Text section:
TYPES OF SIDECHICKS

TODAY WE DISCUSS DIFFERENT TYPES OF SIDE CHICS.

*THE POISON *

This one will start planning your wedding two hours after you hit on her. She has been so desperate for a husband since she turned 30 and you could not have walked into her life at a better time. Her biggest mission is to get pregnant for you. She will invite you to her house every weekend and cook for you cuisines you only saw on that TV show “COOKING FOR REAL”. She has all the wife material qualities that you can’t resist. If you’re wife is a foko jembe and you land on this one you are dead. She comes off as very sweet and caring but is lethal. She is always supporting your dreams and lending you money whenever wherever. She has these visions of you send your wife packing so that she can take over your matrimonial bed. She will do things for you just to send your wife mixed signals. Buy you very nice boxers, not the cowboy underwear you are used to. Those cheap shirts made from crimplene you wear, she will replace with expensive pure COTTON shirts. Given a chance she would frame your wife send her to jail and walk into your life with open arms. Did I mention that she is saved? Well she is. Infact you knew her from your wife’s church meetings.

THE GOLD DIGGER

No way this category was going to miss.

Problems:
1. Decide whether each statement agrees with the text on types of side chicks, answering yes or no and quoting the words of the text that settle it: (a) The Poison has wanted a husband badly since turning 30. (b) The Poison refuses to lend the man money. (c) The man first knew The Poison from his wife's church meetings.
2. Render this sentence from the text on types of side chicks in Spanish: "She comes off as very sweet and caring but is lethal."
3. Extend the text on types of side chicks past its last sentence with a paragraph describing the gold digger.

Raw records
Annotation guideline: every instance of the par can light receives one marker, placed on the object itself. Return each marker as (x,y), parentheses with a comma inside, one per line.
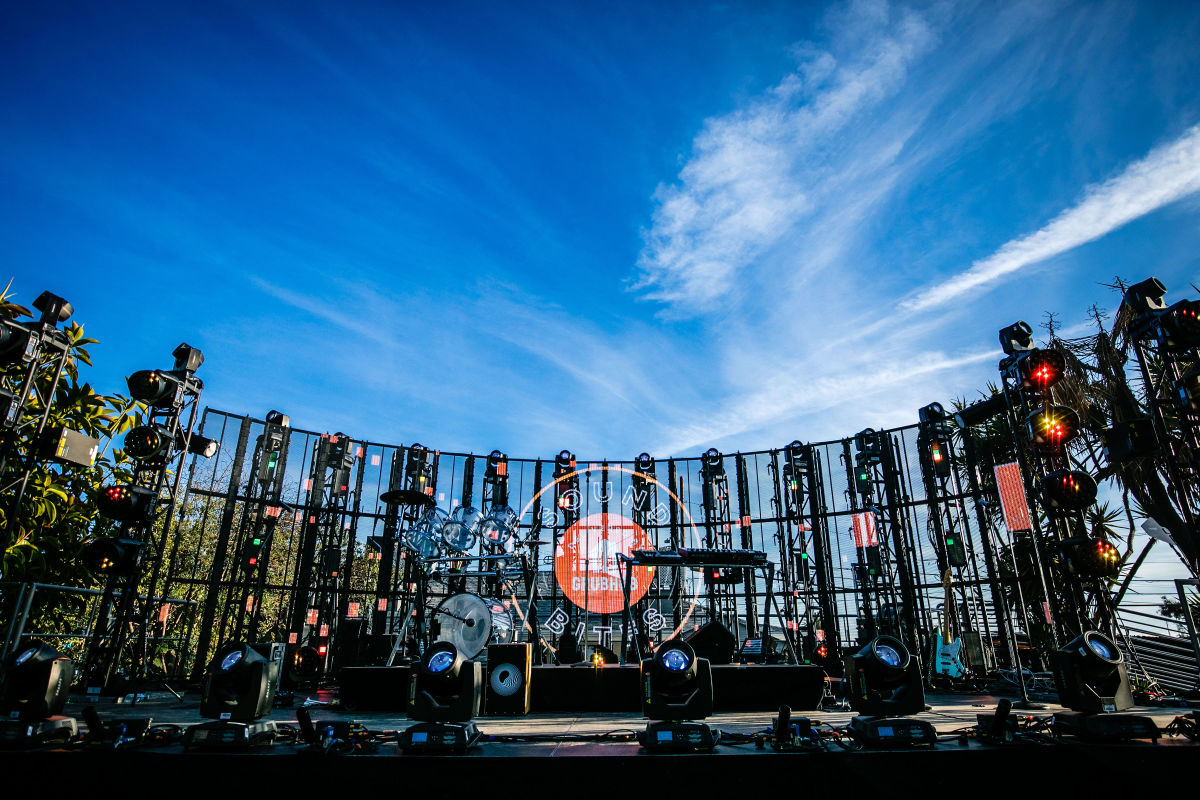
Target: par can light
(126,503)
(1051,427)
(155,388)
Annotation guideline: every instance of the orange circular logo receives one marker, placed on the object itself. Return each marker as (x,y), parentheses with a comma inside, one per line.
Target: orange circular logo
(587,567)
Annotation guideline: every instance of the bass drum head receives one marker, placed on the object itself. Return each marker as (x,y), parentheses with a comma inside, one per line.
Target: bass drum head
(471,623)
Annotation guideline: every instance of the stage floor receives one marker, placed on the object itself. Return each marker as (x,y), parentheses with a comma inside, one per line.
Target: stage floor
(573,747)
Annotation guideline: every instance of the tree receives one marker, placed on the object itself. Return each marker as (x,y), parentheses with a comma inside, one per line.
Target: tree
(45,535)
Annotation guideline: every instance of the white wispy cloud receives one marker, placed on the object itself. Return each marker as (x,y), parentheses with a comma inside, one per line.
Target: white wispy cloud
(1167,174)
(750,178)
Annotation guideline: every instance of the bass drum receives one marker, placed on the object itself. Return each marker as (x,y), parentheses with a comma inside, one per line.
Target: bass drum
(471,623)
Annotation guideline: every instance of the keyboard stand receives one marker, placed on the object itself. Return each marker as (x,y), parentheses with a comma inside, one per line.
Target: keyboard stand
(633,625)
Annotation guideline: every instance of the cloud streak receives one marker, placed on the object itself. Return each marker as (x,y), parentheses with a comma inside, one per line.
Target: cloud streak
(1167,174)
(750,180)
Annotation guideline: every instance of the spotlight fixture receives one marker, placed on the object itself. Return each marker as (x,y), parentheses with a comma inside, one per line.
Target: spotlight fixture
(1187,391)
(885,679)
(931,413)
(1181,325)
(155,388)
(936,455)
(18,344)
(1090,674)
(187,359)
(868,446)
(35,690)
(1093,558)
(125,503)
(1146,296)
(981,411)
(113,557)
(1039,370)
(1068,489)
(307,662)
(239,684)
(863,480)
(149,443)
(1017,338)
(444,698)
(238,690)
(54,308)
(1051,427)
(203,446)
(677,690)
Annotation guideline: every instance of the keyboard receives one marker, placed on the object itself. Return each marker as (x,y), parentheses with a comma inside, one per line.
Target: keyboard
(700,557)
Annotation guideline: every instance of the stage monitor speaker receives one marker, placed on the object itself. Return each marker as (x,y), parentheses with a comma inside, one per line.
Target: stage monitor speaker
(507,686)
(714,642)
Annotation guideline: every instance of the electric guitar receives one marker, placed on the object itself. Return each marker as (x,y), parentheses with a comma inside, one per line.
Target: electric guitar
(947,659)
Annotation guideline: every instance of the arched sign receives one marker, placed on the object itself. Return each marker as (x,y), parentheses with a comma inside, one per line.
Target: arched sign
(587,567)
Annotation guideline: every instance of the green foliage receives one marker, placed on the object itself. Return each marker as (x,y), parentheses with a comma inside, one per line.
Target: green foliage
(57,517)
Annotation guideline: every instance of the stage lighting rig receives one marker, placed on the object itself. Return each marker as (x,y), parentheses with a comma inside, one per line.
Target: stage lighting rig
(1181,325)
(444,697)
(797,465)
(1187,391)
(239,685)
(1068,489)
(238,690)
(1050,428)
(1038,370)
(1090,674)
(713,463)
(496,480)
(677,690)
(35,690)
(112,555)
(1017,338)
(567,486)
(1093,558)
(127,504)
(885,679)
(981,411)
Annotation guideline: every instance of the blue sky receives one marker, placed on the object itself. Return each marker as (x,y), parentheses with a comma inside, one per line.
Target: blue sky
(604,227)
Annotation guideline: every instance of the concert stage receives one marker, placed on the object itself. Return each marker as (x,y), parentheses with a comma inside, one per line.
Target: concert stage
(583,687)
(595,751)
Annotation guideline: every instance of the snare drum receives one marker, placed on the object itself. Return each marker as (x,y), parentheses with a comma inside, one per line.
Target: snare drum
(425,537)
(498,528)
(461,531)
(471,623)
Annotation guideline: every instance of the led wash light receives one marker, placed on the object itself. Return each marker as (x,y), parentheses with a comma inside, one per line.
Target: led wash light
(1041,370)
(125,503)
(1051,427)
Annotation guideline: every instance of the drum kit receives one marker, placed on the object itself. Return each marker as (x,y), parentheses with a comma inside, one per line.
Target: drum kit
(468,620)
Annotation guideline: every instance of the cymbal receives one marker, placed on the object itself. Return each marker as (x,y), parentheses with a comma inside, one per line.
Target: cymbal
(407,498)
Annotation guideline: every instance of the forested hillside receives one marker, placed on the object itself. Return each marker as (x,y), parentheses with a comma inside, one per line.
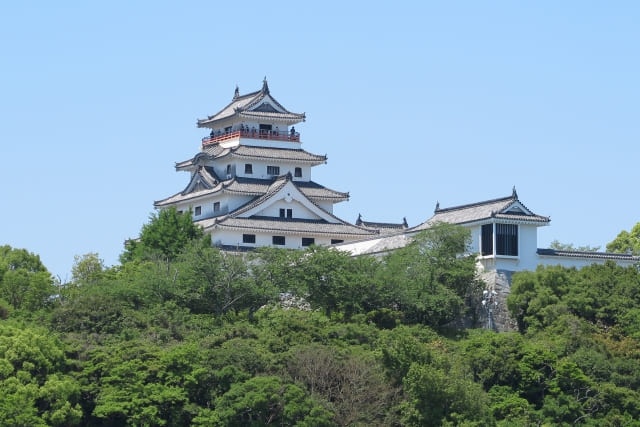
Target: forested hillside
(182,334)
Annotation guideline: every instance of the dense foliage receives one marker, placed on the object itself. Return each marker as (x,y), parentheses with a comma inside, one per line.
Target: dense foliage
(187,335)
(626,241)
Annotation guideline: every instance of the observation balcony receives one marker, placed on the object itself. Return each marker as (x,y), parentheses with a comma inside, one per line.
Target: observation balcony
(252,134)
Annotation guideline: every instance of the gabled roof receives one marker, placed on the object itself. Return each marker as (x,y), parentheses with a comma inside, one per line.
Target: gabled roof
(246,216)
(248,152)
(286,226)
(506,209)
(588,255)
(383,227)
(251,187)
(259,105)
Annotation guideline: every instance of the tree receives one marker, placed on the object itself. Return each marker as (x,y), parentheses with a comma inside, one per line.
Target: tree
(430,279)
(626,242)
(164,237)
(87,269)
(25,283)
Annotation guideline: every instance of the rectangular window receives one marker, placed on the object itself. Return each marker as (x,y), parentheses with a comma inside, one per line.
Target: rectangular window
(507,239)
(487,239)
(273,170)
(265,129)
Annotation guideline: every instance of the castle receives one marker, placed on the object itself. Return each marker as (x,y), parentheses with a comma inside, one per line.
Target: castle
(250,185)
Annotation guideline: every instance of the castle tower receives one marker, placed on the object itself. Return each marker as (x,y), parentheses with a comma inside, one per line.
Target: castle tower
(251,184)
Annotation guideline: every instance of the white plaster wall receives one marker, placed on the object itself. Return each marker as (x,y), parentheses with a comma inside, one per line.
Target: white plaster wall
(231,238)
(299,210)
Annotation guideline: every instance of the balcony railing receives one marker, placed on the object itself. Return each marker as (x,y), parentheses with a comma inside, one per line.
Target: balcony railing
(254,134)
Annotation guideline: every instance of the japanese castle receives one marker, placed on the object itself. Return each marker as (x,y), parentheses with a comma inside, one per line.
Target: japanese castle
(250,184)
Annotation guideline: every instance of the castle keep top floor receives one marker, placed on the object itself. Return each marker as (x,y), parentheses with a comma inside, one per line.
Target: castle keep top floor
(253,119)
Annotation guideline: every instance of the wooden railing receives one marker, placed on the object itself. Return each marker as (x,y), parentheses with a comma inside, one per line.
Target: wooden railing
(254,134)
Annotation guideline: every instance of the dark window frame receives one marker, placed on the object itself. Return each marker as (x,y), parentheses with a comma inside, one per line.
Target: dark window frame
(273,170)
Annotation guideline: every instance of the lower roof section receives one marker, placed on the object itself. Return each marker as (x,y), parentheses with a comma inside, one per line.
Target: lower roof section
(286,226)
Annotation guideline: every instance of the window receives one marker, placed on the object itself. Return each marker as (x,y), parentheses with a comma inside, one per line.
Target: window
(487,239)
(507,239)
(265,129)
(273,170)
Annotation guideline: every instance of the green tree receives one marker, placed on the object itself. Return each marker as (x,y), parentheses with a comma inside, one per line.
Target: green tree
(265,400)
(430,279)
(25,283)
(626,241)
(163,237)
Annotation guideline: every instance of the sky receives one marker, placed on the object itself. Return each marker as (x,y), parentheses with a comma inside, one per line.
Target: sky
(413,102)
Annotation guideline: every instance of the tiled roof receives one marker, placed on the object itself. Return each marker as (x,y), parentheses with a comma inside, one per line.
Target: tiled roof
(376,245)
(255,187)
(285,226)
(383,227)
(480,211)
(250,106)
(215,151)
(590,255)
(203,182)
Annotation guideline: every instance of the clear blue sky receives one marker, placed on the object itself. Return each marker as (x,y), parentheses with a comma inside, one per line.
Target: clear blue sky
(413,102)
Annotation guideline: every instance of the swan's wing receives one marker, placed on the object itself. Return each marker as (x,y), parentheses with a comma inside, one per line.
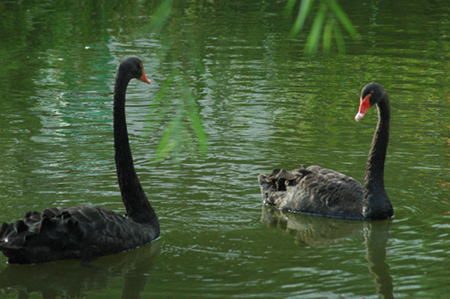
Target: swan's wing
(313,190)
(84,232)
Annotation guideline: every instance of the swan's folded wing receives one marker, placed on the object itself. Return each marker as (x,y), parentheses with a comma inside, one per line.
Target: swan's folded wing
(69,233)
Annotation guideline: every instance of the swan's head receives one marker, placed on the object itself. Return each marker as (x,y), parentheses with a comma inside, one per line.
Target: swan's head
(371,94)
(133,67)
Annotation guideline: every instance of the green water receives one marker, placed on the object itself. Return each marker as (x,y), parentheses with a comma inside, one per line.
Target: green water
(264,105)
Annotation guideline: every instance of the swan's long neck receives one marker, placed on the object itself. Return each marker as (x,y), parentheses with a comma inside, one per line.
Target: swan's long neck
(136,203)
(375,201)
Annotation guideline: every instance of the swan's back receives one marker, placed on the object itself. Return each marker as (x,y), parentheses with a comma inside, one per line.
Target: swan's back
(313,190)
(84,232)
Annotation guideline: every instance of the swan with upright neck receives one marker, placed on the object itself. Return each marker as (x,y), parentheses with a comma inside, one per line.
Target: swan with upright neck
(88,232)
(328,193)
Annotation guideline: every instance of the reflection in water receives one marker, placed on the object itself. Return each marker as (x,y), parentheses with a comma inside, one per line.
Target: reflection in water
(73,279)
(319,231)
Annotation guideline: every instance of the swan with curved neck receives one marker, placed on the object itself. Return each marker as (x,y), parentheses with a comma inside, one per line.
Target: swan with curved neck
(328,193)
(88,232)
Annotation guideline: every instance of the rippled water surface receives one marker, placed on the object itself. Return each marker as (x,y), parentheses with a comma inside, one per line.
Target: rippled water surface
(264,105)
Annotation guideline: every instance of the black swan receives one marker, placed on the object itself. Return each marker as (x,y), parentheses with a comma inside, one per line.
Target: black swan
(328,193)
(88,232)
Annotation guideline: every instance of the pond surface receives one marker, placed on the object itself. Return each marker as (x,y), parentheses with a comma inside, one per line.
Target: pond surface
(264,105)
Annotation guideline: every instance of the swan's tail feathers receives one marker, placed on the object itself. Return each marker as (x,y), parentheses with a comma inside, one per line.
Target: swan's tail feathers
(39,236)
(275,185)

Answers for the tasks:
1.
(a) Yes: "She has been so desperate for a husband since she turned 30"
(b) No: "lending you money whenever wherever"
(c) Yes: "Infact you knew her from your wife’s church meetings."

2. Parece muy dulce y atenta, pero es letal.

3.
No sugarcoating things here. These ones are after your money. You will find them pale Nrb west. They are always in those 3k wigs from Dubois road and body hugging dresses. These ones will not let you prosper. She is friends with all Rhumba musicians in the country and has probably banged them all. Because you hit on her you automatically owe her money. She is always available to you and 10 others. She will hook all her friends up with all your friends so that the territory is well marked. They will also plan road trips on you and your boy’s bill. For her anything goes but having a car is a plus. She acts classy but is a ratchet from the hood. She only drinks Jack Daniels when with you but nyumba yake imejaa chupa za Konyagi. She is very seductive and looks like a freak on the sheets. Lies. She is a bag of waru in the sheets. God forbid you eat her raw. She will threaten you with a fake pregnancy and make you send her 15k for abortion. She is also a single mother and school fees and rent ain’t gon pay itself. She is a prostitute to be precise. Only not on Koinange Street.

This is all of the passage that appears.